+++ Data provided

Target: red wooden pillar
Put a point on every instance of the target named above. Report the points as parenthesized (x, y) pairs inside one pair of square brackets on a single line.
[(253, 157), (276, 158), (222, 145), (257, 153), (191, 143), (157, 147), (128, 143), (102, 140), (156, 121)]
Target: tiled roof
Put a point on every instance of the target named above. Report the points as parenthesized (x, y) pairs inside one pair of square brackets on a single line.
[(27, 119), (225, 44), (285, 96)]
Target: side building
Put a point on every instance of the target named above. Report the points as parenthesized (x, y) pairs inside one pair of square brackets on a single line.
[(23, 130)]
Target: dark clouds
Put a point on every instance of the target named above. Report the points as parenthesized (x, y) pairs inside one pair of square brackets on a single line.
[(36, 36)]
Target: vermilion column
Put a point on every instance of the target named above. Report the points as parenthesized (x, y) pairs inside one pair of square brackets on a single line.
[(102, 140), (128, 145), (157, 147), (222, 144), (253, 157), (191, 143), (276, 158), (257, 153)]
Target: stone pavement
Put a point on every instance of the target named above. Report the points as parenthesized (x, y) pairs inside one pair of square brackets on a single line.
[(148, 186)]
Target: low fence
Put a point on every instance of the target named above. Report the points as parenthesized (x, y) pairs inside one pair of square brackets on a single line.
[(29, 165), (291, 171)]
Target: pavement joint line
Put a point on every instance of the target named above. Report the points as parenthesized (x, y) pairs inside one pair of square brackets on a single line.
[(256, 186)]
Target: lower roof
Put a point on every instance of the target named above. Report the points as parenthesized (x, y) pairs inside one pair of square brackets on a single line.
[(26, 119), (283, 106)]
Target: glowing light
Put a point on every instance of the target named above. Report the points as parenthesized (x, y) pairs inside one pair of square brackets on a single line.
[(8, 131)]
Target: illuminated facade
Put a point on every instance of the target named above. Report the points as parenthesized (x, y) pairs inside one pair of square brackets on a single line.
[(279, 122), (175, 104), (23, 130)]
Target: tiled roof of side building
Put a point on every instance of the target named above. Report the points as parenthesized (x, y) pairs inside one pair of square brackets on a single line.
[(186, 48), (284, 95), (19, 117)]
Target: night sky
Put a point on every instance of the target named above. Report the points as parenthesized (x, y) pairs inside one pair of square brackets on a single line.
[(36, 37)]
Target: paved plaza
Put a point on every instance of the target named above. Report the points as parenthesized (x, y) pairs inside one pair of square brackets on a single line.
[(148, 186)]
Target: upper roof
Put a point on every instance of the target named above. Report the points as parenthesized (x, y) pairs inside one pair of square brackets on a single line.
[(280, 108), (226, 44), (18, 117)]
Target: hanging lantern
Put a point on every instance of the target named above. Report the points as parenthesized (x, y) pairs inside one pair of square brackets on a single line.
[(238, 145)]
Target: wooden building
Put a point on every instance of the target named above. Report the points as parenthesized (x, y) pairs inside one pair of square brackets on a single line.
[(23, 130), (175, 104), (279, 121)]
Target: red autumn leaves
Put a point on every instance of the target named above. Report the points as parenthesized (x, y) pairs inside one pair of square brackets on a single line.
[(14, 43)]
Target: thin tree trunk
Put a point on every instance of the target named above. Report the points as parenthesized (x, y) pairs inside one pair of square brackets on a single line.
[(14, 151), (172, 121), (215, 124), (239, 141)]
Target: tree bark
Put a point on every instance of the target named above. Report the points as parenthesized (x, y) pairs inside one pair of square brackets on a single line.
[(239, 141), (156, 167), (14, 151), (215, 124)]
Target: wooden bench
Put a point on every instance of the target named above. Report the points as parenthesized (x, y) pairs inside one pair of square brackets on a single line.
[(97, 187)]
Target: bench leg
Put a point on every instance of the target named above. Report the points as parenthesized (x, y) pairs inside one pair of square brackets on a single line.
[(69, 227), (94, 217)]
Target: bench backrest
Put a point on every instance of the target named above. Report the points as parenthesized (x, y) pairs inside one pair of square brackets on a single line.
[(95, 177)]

++++++

— What you have to do —
Your answer must be the records themselves, output again exactly.

— Worked solution —
Target: red wooden pillar
Put a point on every instance of the target named above. Report the points as parenthesized (x, y) pairs inside one pair of square brackets on a single line.
[(253, 157), (276, 158), (222, 145), (257, 153), (191, 143), (157, 147), (128, 143), (102, 140), (156, 121)]
Target: tiled roof
Put a point on every instance of the target named above. Report the points as parenthesized (x, y) pairs inside one pair of square brackets on a single line.
[(27, 119), (225, 44), (285, 96)]
Target: side building
Put a point on every instance of the target named above. Report the points as parenthesized (x, y) pairs inside one pair of square brackets on a single line.
[(23, 130)]
Target: dark clouds
Put a point on every instance of the target named above. Report the points as parenthesized (x, y) pairs inside one pair of square brackets on a single line.
[(36, 36)]
Target: vermilion column
Put a point on every instance of the target named above. Report the points as parenthesized (x, y) pairs inside one pair of square brackets on a single line.
[(102, 140), (128, 145), (157, 147), (222, 144), (253, 157), (191, 143), (276, 158), (257, 153)]
Target: stone pavement
Put a point on every instance of the target named above. Report the points as parenthesized (x, y) pairs inside one pair of square brackets on a single line.
[(148, 186)]
Target: low fence
Put a point on every instance of the target named above. Report the points as parenthesized (x, y) pairs inside one pair of square brackets on a single line.
[(29, 165), (291, 171)]
Target: pavement joint line
Put a point on every instance of the target named above. Report the points as parenthesized (x, y) pairs inside one pair of square brackets on a single line.
[(256, 186)]
Target: lower roof
Put a point on every instance of the target named above. Report the points as parenthesized (x, y) pairs inside one pair of square brackets on a single line.
[(26, 119), (283, 106)]
Target: glowing light
Put a point on every instance of the target named above. Report the points as parenthesized (x, y) pairs inside one pair of square brackets on a single line.
[(8, 131)]
Target: illuminated facade
Put a point on every instance of the target named above. Report the points as parenthesized (x, y) pairs inside one pair of square brackets on a single line.
[(279, 122), (175, 104), (23, 130)]
Target: tiled roof of side building
Put a point on every instance of the target named above. Report the points as parenthesized (x, y) pairs inside one pair of square brackets on a single line.
[(186, 48), (284, 95), (19, 117)]
Target: night sky
Put a point on every instance of the target named above. Report the points as parenthesized (x, y) pairs inside one pair of square brackets on a single line.
[(36, 37)]
Target: paved plaza
Put a point on every instance of the target named above. Report the points as parenthesized (x, y) pairs inside one pair of square brackets on a single line.
[(148, 186)]
Target: upper roof
Put a point on every instance of the target named above. Report the points as parenthesized (x, y) pairs inside one pair of square brackets on a single line.
[(280, 108), (226, 44), (18, 117)]
Target: hanging lantern
Put a point on every instance of the target named above. Report the points as parenthesized (x, y) pairs inside one pair of square brackets on a single line.
[(238, 145)]
Target: wooden building
Put a point on every instance of the target named above. Report the points as parenthesized (x, y) pairs inside one pair of square brackets on a single line.
[(23, 130), (175, 104), (279, 121)]
Target: red autumn leaves
Put a point on every instance of the target named above. Report the points as parenthesized (x, y) pairs inside one pair of square brackets on a single line.
[(14, 43)]
Target: thin tree trunk
Put a point on every instance of the target named above. Report the points as parenthesized (x, y) pairs inside one pair of square brackets on a single line.
[(14, 151), (172, 121), (215, 124), (239, 141)]
Target: tree bark
Put a point on every instance of the target named above. Report the points as parenthesized (x, y) pairs inside one pair of square brackets on a single line.
[(239, 141), (156, 167), (14, 151), (215, 124)]
Target: wooden bench
Put a point on every instance of the target named above. Report the points as parenthesized (x, y) pairs inside one pair of square brackets on a single line.
[(97, 187)]
Target: bench leg
Put a point on every instance of the target named above. Report the points as parenthesized (x, y) pairs inside one pair of square brackets on a single line.
[(69, 227), (94, 217)]
Target: bench backrest
Put a point on every instance of the target named above. Report the points as parenthesized (x, y) pairs inside one pair of square brackets on a single line.
[(95, 177)]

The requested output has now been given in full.